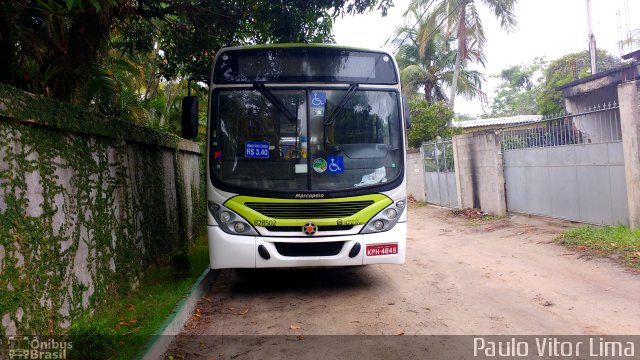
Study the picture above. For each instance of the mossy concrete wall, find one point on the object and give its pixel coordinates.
(86, 204)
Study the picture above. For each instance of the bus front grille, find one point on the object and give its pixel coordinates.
(308, 210)
(309, 249)
(300, 228)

○ ○ ○

Brief: List the lines of the items above, from the line containing "Study the picture above. For each instance of the bus" through the last line of the items, as a JSON list of strings, one string per line, with blank lines omitted.

Problem solution:
[
  "Study the picture above. For each instance of the bus front grille, find one point on the object and give its pixel coordinates.",
  "(308, 210)",
  "(309, 249)",
  "(300, 228)"
]